▶ [Exercise description]:
Print verbatim the opening line of the material and every subsequent line through the one containing "target | wooden shelf".

--------

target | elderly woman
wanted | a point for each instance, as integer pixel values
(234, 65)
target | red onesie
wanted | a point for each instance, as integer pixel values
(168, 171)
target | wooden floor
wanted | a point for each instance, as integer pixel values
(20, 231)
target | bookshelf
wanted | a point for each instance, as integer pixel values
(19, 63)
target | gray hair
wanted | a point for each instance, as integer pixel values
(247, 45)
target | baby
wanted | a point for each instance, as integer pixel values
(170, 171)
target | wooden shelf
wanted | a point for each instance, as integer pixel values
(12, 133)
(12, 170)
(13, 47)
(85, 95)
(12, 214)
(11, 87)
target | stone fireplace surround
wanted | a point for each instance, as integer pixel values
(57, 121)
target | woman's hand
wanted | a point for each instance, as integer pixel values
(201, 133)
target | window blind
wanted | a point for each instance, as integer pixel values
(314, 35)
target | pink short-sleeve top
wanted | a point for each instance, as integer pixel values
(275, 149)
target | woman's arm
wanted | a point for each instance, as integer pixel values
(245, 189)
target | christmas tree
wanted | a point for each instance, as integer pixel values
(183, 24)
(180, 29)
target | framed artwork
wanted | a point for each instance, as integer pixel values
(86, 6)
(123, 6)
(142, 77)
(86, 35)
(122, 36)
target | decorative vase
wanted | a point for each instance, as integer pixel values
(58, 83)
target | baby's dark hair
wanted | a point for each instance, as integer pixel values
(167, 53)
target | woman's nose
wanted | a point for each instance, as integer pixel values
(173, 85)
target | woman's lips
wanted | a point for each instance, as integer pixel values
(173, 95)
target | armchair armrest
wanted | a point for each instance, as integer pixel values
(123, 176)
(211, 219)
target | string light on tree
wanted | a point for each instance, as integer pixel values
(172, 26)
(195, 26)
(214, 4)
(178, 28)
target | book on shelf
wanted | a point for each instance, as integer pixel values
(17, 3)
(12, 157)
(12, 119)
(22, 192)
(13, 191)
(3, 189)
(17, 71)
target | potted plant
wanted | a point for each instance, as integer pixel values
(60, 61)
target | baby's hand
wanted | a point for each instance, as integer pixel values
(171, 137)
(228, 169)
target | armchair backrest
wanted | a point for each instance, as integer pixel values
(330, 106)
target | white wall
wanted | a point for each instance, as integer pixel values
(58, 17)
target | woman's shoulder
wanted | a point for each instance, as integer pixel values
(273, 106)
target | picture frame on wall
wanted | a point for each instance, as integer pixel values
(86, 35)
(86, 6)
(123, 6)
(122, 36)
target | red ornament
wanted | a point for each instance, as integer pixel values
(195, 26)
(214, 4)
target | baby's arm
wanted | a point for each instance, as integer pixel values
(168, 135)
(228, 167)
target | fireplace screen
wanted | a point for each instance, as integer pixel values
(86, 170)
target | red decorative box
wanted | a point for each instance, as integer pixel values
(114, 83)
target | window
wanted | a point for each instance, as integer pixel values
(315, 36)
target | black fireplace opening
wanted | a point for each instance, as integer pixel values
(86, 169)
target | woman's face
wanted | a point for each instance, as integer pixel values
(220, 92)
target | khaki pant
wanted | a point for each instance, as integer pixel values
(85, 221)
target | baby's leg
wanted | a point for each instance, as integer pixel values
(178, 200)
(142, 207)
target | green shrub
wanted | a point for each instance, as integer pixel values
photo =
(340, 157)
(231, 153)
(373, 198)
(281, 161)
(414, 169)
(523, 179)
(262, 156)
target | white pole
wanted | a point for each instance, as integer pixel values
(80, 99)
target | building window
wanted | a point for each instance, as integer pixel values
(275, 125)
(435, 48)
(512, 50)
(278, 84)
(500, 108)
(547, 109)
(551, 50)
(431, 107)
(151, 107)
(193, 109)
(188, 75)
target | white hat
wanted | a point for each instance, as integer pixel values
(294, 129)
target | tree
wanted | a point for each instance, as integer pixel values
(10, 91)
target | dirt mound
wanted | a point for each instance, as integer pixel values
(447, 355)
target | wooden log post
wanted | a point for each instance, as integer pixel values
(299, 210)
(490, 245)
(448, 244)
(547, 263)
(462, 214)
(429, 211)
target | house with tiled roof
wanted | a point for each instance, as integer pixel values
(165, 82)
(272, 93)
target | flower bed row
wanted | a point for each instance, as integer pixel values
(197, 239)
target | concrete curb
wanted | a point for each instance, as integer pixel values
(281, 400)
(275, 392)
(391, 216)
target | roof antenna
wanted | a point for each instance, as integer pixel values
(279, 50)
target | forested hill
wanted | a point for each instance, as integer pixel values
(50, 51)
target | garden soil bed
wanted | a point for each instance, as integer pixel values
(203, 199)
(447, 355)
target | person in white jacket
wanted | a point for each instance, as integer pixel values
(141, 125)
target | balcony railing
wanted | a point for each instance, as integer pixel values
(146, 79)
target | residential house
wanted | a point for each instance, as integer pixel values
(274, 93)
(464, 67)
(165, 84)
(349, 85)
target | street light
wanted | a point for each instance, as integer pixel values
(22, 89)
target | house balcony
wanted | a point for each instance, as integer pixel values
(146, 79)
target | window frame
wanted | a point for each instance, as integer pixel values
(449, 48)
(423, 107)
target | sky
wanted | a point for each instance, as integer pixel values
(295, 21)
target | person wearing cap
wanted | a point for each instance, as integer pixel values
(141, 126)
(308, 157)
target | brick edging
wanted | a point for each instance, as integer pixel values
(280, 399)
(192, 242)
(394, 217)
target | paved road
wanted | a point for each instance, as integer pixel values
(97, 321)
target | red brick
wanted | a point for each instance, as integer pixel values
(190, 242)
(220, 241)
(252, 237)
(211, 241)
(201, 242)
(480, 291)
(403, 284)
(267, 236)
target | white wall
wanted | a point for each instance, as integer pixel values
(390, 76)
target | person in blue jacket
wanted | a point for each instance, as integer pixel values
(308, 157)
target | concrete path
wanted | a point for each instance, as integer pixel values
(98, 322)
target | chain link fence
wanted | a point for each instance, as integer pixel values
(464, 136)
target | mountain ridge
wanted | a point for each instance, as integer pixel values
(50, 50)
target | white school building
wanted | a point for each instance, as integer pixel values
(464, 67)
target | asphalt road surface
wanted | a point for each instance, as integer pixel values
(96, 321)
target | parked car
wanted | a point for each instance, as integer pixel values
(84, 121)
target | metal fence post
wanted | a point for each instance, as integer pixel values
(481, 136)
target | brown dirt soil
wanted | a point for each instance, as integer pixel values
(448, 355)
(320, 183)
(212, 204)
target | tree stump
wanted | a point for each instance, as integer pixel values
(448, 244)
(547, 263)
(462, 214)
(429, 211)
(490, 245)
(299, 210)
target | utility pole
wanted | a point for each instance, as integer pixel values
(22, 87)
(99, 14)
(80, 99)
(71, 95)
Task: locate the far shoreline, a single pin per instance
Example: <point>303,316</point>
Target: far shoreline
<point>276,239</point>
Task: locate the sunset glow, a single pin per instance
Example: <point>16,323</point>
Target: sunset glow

--------

▶ [Answer to this task]:
target | elderly woman
wanted | a point for each instance, as integer pixel values
(234, 65)
target | red onesie
wanted | a point for each instance, as integer pixel values
(168, 171)
target | wooden floor
wanted | a point for each instance, as integer pixel values
(20, 231)
target | bookshelf
wanted | a point for each instance, as integer pixel values
(19, 63)
target | gray hair
wanted | a point for each instance, as integer pixel values
(247, 45)
target | baby
wanted | a point for each instance, as integer pixel values
(170, 171)
target | wooden shelf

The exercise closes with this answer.